A 5 Step-Plan to Create Your Own Scenario-based eLearning Course

Posted by Karla Gutierrez on Tue, Feb 17, 2015 @ 12:38 PM

Fairy tales do a better job of teaching kids the values of honesty and hard work than all the dressing-down you may administer or the sermons you deliver. Kids learn from examples. Adults are no different. They feel inspired by the stories of struggle, hardship, courage, and triumph of our real-life heroes and feel motivated to emulate them.

Have you seen a soccer coach teaching in a classroom or someone learning to drive a car by reading how-to manuals? No. Some tasks are learned best with hands-on training.

Scenario-based eLearning (SBL) courses combine the magical appeal and relevance of stories with the realism of hands-on training within a virtual environment. Virtual scenarios let learners gather professional expertise and experience within a much shorter duration than what they would have obtained from just working at their real jobs. What is more, scenario-based learning lets them learn through a trial-and-error process that is as effective as getting an on-job training but without having to face the consequences or bear the costs of a wrong decision.

Supplied information:

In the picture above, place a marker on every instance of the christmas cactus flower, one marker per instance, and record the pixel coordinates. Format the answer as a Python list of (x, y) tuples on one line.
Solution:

To-do list:
A. In the post on scenario-based eLearning, what do SBL courses combine?
B. Render this sentence from the post on scenario-based eLearning in Spanish: "Some tasks are learned best with hands-on training."
C. Carry the post on scenario-based eLearning forward from its last sentence.

Responses to the tasks:
A. They combine the magical appeal and relevance of stories with the realism of hands-on training within a virtual environment.

B. Algunas tareas se aprenden mejor con formación práctica.

C.
Scenario-based learning is well-suited to teach or help the learner hone skills that involve decision-making. Scenarios are often used to teach soft skills like communicating with customers to sell various offerings or resolve complaints. Sometimes learners need to learn, practice, and perfect skills like emergency preparedness and reaction, so they are not caught unaware when a crisis actually arises. SBL is the best instructional strategy to achieve this end.

In this post we will take over a simple and proven model to guide your planning of a scenario for your eLearning course.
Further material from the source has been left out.